*** Record extracts ***
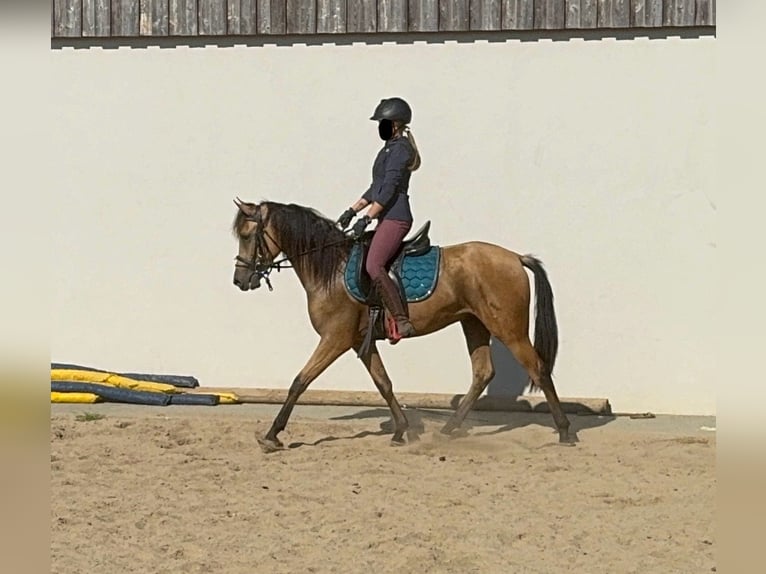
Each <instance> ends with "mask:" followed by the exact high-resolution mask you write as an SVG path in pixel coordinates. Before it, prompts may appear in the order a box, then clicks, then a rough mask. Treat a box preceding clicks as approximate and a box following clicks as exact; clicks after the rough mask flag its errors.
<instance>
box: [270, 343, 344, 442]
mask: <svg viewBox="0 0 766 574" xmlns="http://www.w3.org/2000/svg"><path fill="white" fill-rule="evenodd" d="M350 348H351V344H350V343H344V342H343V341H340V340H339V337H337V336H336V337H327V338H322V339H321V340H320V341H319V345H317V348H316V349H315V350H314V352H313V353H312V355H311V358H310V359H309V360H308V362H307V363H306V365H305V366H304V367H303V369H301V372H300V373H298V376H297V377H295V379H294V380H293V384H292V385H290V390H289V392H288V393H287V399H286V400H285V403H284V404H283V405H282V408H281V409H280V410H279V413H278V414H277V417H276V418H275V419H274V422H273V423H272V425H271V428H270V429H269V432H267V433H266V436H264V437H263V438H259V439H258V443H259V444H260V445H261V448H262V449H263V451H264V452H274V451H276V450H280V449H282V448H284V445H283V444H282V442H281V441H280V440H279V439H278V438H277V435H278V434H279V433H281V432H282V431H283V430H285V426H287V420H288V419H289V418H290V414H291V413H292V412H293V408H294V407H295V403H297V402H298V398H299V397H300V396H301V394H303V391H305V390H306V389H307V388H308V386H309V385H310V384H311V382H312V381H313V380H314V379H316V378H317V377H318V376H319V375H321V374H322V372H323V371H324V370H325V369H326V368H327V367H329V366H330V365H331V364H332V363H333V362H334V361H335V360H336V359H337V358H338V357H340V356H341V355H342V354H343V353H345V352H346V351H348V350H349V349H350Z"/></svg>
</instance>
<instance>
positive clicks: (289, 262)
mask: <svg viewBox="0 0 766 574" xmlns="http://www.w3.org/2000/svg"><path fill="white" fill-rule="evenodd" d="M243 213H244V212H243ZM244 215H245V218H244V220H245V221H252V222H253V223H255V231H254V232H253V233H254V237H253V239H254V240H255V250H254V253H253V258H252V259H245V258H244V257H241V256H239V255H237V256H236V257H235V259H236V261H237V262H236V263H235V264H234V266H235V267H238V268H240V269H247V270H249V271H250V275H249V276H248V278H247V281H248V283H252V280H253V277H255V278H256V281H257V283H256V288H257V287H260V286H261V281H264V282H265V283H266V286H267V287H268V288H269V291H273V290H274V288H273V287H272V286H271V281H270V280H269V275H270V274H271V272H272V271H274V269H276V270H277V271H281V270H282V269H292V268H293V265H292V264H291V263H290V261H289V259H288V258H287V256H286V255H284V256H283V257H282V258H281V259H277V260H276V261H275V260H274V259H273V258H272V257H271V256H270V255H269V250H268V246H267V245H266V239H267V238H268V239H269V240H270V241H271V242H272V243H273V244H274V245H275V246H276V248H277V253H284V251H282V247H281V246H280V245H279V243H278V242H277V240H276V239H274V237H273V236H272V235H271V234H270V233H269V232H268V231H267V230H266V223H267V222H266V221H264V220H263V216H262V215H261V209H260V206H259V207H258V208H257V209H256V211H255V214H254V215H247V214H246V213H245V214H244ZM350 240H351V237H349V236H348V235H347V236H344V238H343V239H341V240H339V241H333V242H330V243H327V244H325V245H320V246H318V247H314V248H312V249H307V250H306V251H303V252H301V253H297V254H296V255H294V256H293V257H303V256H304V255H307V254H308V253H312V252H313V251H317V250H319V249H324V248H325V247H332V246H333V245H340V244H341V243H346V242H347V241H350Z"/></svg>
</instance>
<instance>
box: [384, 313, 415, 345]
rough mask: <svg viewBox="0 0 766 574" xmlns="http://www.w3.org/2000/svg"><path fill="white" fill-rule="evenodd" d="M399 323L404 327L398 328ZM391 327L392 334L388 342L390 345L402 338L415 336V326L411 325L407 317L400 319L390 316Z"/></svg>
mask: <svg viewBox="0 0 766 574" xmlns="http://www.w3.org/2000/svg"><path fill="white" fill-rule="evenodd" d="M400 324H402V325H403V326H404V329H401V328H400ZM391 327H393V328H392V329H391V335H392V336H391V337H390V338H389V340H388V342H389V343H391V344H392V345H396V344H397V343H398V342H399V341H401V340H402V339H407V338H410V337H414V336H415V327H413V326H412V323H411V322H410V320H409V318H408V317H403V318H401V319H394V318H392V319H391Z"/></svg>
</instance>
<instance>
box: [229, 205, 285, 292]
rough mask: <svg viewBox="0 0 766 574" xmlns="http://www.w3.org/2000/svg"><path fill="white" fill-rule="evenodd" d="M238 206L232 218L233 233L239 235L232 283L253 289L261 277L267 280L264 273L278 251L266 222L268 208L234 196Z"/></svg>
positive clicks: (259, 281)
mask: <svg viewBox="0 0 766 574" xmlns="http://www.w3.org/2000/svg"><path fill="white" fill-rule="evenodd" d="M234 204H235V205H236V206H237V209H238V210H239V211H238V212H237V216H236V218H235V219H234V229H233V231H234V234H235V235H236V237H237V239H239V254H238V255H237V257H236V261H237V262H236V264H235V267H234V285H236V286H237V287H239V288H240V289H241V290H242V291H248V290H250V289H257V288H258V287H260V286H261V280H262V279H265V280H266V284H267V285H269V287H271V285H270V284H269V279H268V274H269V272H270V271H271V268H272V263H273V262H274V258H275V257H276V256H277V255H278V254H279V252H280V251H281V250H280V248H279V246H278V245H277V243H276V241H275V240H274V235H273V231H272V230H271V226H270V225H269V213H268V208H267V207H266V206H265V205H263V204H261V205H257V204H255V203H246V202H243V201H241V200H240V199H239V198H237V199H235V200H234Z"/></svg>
*** End of Record extracts ***
§ Instructions for the task
Reproduce the data above verbatim, minus any images.

§ Expected output
Each <instance> ends with "mask:" followed by the exact high-resolution mask you write as an SVG path in pixel coordinates. Before it, prompts may appear in the order a box, then clicks, then a rough mask. Treat a box preceding clicks as approximate and a box following clicks as exact; clicks after the rough mask flag its errors.
<instance>
box: [270, 343, 344, 442]
mask: <svg viewBox="0 0 766 574" xmlns="http://www.w3.org/2000/svg"><path fill="white" fill-rule="evenodd" d="M350 348H351V344H350V343H344V342H343V341H340V340H339V337H337V336H336V337H327V338H322V339H321V340H320V341H319V345H317V348H316V349H315V350H314V352H313V353H312V355H311V358H310V359H309V360H308V362H307V363H306V365H305V366H304V367H303V369H301V372H300V373H298V376H297V377H295V379H294V380H293V384H292V385H290V390H289V392H288V393H287V399H286V400H285V403H284V404H283V405H282V408H281V409H280V410H279V413H278V414H277V417H276V418H275V419H274V422H273V423H272V425H271V428H270V429H269V432H267V433H266V436H264V437H263V438H259V439H258V443H259V444H260V445H261V448H262V449H263V451H264V452H274V451H276V450H280V449H282V448H284V445H283V444H282V442H281V441H280V440H279V439H278V438H277V435H278V434H279V433H281V432H282V431H283V430H285V426H287V420H288V419H289V418H290V414H291V413H292V412H293V408H294V407H295V403H297V402H298V398H299V397H300V396H301V394H303V391H305V390H306V389H307V388H308V386H309V385H310V384H311V382H312V381H313V380H314V379H316V378H317V377H318V376H319V375H321V374H322V372H323V371H324V370H325V369H326V368H327V367H329V366H330V365H331V364H332V363H333V362H334V361H335V360H336V359H337V358H338V357H340V356H341V355H342V354H343V353H345V352H346V351H348V350H349V349H350Z"/></svg>
</instance>
<instance>
positive clicks: (289, 262)
mask: <svg viewBox="0 0 766 574" xmlns="http://www.w3.org/2000/svg"><path fill="white" fill-rule="evenodd" d="M243 213H244V212H243ZM244 215H245V218H244V220H245V221H252V222H253V223H255V231H254V232H253V233H254V237H253V239H254V240H255V250H254V253H253V258H252V259H245V258H244V257H241V256H239V255H237V256H236V257H235V259H236V261H237V262H236V263H235V264H234V266H235V267H238V268H240V269H247V270H249V271H250V275H249V276H248V278H247V281H248V283H252V280H253V277H255V278H256V281H257V283H256V288H257V287H260V286H261V281H264V282H265V283H266V286H267V287H268V288H269V291H273V290H274V288H273V287H272V286H271V281H270V280H269V275H270V274H271V272H272V271H274V269H276V270H277V271H281V270H282V269H292V268H293V265H292V264H291V263H290V261H289V259H288V258H287V256H286V255H284V256H283V257H282V258H281V259H277V260H276V261H275V260H274V259H273V258H272V257H271V256H270V255H269V250H268V246H267V245H266V239H267V238H268V239H269V240H270V241H271V242H272V243H273V244H274V245H275V246H276V248H277V253H284V251H282V247H281V246H280V245H279V243H278V242H277V240H276V239H274V237H273V236H272V235H271V234H270V233H269V232H268V231H267V230H266V223H267V222H266V221H264V220H263V216H262V215H261V209H260V206H259V207H258V208H257V209H256V211H255V214H254V215H247V214H246V213H245V214H244ZM350 240H351V237H349V236H348V235H347V236H344V238H343V239H341V240H339V241H333V242H330V243H327V244H325V245H320V246H318V247H314V248H312V249H307V250H306V251H303V252H301V253H297V254H296V255H294V256H293V257H303V256H304V255H307V254H308V253H312V252H313V251H317V250H319V249H324V248H325V247H332V246H333V245H340V244H341V243H346V242H347V241H350Z"/></svg>
</instance>
<instance>
box: [384, 313, 415, 345]
rough mask: <svg viewBox="0 0 766 574" xmlns="http://www.w3.org/2000/svg"><path fill="white" fill-rule="evenodd" d="M399 323L404 327L398 328ZM391 327L392 334L388 342L390 345L402 338L415 336V326L411 325L407 317L400 319L390 316Z"/></svg>
mask: <svg viewBox="0 0 766 574" xmlns="http://www.w3.org/2000/svg"><path fill="white" fill-rule="evenodd" d="M400 324H402V325H403V326H404V329H401V328H400ZM391 327H393V328H392V329H391V335H392V336H391V337H390V338H389V340H388V342H389V343H391V344H392V345H396V344H397V343H398V342H399V341H401V340H402V339H407V338H410V337H414V336H415V327H413V326H412V323H411V322H410V320H409V318H408V317H403V318H401V319H394V318H392V319H391Z"/></svg>
</instance>
<instance>
box: [229, 205, 285, 292]
rough mask: <svg viewBox="0 0 766 574" xmlns="http://www.w3.org/2000/svg"><path fill="white" fill-rule="evenodd" d="M238 206L232 218L233 233L239 235L232 283L253 289L261 277L267 280L264 273L278 251L266 222L268 208L234 196Z"/></svg>
positive clicks: (259, 281)
mask: <svg viewBox="0 0 766 574" xmlns="http://www.w3.org/2000/svg"><path fill="white" fill-rule="evenodd" d="M234 204H235V205H236V206H237V209H238V210H239V211H238V212H237V216H236V218H235V219H234V229H233V231H234V234H235V235H236V237H237V239H239V254H238V255H237V257H236V261H237V262H236V264H235V267H234V285H236V286H237V287H239V288H240V289H241V290H242V291H248V290H250V289H257V288H258V287H260V286H261V280H262V279H265V280H266V284H267V285H269V287H271V285H270V284H269V279H268V274H269V272H270V271H271V268H272V263H273V262H274V258H275V257H276V256H277V255H278V254H279V252H280V251H281V250H280V248H279V246H278V245H277V243H276V241H275V240H274V235H273V231H272V230H271V226H270V225H269V213H268V208H267V207H266V206H265V205H263V204H261V205H257V204H255V203H246V202H243V201H241V200H240V199H239V198H237V199H235V200H234Z"/></svg>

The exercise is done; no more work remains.